EXCERPT PROVIDED:
◇ ◇ ◇ ◇ ◇

SECTION 6.2. DEFAULT NOTICES. As soon as practicable, and in any event
three (3) Business Days after a Responsible Officer of any Loan Party has actual
knowledge of the existence of any Default, Event of Default or any other event
which has had a Material Adverse Effect or which has any reasonable likelihood
of causing or resulting in a Material Adverse Change, the Borrower shall give
the Administrative Agent notice specifying the nature of such Default or Event
of Default or other event, including the anticipated effect thereof, which
notice, if given by telephone, shall be promptly confirmed in writing on the
next Business Day.
SECTION 6.3. LITIGATION. Promptly after The commencement thereof, the
Borrower shall give the Administrative Agent written notice of the commencement
of all actions, suits and proceedings before any domestic or foreign
Governmental Authority or arbitrator, affecting the Borrower or any of its
Subsidiaries, which (i) seeks injunctive or similar relief, (ii) in the
reasonable judgment of the Borrower, exposes the Borrower or such Subsidiary to
liability not covered by insurance or (iii) is in an amount aggregating
$1,000,000 or more or which, if adversely determined, would have a Material
Adverse Effect.
SECTION 6.4. ASSET SALES. Prior to any Asset Sale anticipated to
generate in excess of $50,000 (or its Dollar equivalent) in Net Cash Proceeds,
the Borrower shall send the Administrative Agent a notice (a) describing such
Asset Sale or the nature and material terms and conditions (including any
payments to any Person other than the Lenders) of such transaction and (b)
stating the estimated Net Cash Proceeds anticipated to be received by the
Borrower or any of its Subsidiaries.
SECTION 6.5. OPERATIONS-RELATED NOTICES.
(a) Within three (3) Business Days after Borrower or any of its
Subsidiaries shall (i) have determined not to use or otherwise protect any Route
(other than a Dormant Route) or Slot held by it in accordance with Title 14 or
any applicable foreign or domestic law or regulation, Borrower will notify the
Administrative Agent of such determination, which notice shall identify such
Slot or Route, the holder and operator thereof and the extent of use of such
Slot or Route during the two calendar months preceding such notice, or (ii)

◇ ◇ ◇ ◇ ◇

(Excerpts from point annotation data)
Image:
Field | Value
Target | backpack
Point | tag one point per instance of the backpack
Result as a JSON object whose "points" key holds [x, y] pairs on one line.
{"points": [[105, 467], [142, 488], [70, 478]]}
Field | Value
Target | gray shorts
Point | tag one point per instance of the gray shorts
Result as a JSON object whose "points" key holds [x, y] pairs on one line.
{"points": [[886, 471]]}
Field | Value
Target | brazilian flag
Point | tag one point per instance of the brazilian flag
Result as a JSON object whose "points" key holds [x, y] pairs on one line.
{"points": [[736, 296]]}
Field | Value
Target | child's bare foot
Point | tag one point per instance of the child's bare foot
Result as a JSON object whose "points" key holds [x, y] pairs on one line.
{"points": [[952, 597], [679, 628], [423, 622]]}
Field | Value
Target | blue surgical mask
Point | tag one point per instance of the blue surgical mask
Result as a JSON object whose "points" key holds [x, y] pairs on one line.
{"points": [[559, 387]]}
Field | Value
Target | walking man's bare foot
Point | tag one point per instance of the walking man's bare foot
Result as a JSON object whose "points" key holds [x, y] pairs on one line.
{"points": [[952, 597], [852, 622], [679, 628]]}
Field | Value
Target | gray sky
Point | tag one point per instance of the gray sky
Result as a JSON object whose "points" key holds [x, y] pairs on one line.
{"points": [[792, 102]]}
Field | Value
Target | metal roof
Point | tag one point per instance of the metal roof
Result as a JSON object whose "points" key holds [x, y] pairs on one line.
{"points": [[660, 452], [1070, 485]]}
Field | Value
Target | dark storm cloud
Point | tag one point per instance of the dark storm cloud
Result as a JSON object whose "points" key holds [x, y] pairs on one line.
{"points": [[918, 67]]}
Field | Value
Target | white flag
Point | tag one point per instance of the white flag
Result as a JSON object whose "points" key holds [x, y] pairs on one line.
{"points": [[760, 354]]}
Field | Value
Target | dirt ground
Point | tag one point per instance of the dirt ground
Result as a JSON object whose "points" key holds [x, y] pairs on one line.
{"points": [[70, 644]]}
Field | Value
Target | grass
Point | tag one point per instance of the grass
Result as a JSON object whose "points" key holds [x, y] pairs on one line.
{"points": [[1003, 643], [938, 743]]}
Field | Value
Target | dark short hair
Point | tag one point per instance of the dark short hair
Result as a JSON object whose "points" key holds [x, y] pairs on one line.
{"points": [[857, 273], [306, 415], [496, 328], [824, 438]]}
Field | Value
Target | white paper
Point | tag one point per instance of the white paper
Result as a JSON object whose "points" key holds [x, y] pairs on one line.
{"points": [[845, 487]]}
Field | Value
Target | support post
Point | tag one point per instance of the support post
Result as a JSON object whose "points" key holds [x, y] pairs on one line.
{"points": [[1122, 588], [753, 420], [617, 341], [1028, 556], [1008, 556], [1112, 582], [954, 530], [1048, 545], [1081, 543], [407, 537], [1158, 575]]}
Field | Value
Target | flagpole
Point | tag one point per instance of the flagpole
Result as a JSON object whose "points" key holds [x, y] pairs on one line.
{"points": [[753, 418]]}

◇ ◇ ◇ ◇ ◇

WORK REQUIRED:
Answer these questions from the excerpt on notices:
(a) If the Borrower gives a default notice by telephone, when must it be confirmed in writing?
(b) An Asset Sale expected to generate Net Cash Proceeds above what amount requires advance notice to the Administrative Agent?
(c) At what aggregate amount must the Borrower report a legal action or proceeding?
The lines above are separate material and have no connection to the excerpt on notices.

OUTPUT OF THE EXERCISE:
(a) On the next Business Day.
(b) $50,000 (or its Dollar equivalent).
(c) $1,000,000 or more.